**Stated goal**
Rewrite every line of the records below as a JSON list of strings, one string per line, and leave out any blank lines.

####################

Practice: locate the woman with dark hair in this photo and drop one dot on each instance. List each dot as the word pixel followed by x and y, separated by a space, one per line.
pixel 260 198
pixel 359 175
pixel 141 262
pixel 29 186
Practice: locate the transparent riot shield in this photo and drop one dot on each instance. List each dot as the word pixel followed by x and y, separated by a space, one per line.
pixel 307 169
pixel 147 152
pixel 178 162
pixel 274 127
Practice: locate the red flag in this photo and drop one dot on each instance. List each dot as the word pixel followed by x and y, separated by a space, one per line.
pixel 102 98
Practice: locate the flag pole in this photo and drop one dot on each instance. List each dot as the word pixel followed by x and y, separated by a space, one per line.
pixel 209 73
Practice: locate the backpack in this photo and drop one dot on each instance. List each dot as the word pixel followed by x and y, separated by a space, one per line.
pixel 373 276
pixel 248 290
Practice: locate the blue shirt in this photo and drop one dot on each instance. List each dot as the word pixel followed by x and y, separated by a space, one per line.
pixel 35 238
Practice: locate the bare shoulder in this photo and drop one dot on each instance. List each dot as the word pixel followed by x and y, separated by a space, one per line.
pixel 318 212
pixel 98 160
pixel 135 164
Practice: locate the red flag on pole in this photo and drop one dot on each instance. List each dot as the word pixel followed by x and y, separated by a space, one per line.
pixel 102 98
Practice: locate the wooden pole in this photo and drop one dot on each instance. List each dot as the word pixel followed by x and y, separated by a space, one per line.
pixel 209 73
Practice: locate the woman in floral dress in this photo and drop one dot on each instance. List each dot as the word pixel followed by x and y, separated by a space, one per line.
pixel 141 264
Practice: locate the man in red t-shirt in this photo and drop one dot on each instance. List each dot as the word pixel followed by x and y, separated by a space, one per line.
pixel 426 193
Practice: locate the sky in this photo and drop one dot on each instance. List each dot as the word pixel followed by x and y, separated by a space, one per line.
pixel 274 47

####################

**Answer to this exercise**
[
  "Practice: locate the woman with dark hair in this photo and drop one dot on each instance. List each dot as the word pixel followed by x and y, separated by a space, one per line.",
  "pixel 260 198",
  "pixel 359 175",
  "pixel 141 262",
  "pixel 29 186",
  "Practice: locate the transparent riot shield in this photo and drop one dot on each instance. List each dot as the word pixel followed by x and y, separated by a space, one per line.",
  "pixel 307 169",
  "pixel 147 152",
  "pixel 178 162",
  "pixel 274 127",
  "Practice: locate the red flag in this photo and drop one dot on each instance. List each dot as the word pixel followed by x and y, separated by a space, one per line.",
  "pixel 102 98",
  "Practice: locate the flag pole in this photo and drop one dot on each instance. List each dot as the word pixel followed by x and y, separated by a space, one per line.",
  "pixel 209 73",
  "Practice: locate the backpack in this photo and drop one dot on each instance. List each dot as the word pixel followed by x and y, separated by a space, one per line.",
  "pixel 373 276",
  "pixel 248 290",
  "Practice: locate the blue shirt in this photo and drop one dot on each instance. List each dot as the word pixel followed by x and y, separated by a space, one per line.",
  "pixel 35 238",
  "Practice: locate the bare shoulder in this photo and drop one dot on each instance. List each dot as the word pixel followed by x and y, separated by a space, one per line.",
  "pixel 318 212",
  "pixel 98 160",
  "pixel 135 164",
  "Practice: locate the red flag on pole in this photo and drop one dot on each instance. List each dot as the word pixel followed by x and y, separated by a space, one per line.",
  "pixel 102 98",
  "Practice: locate the wooden pole in this photo and drop one dot on each instance. List each dot as the word pixel followed by x and y, separated by a space, one per line.",
  "pixel 209 73",
  "Practice: locate the woman in floral dress in this photo and drop one dot on each instance. List each dot as the word pixel followed by x and y, separated by a space, one per line.",
  "pixel 141 264",
  "Practice: locate the man in red t-shirt in this photo and drop one dot on each instance. List each dot as the word pixel followed by x and y, separated by a space, one per line.",
  "pixel 426 193",
  "Practice: locate the sky in this photo and drop one dot on each instance. List each dot as the word pixel followed by x and y, separated by a space, one per line.",
  "pixel 274 47"
]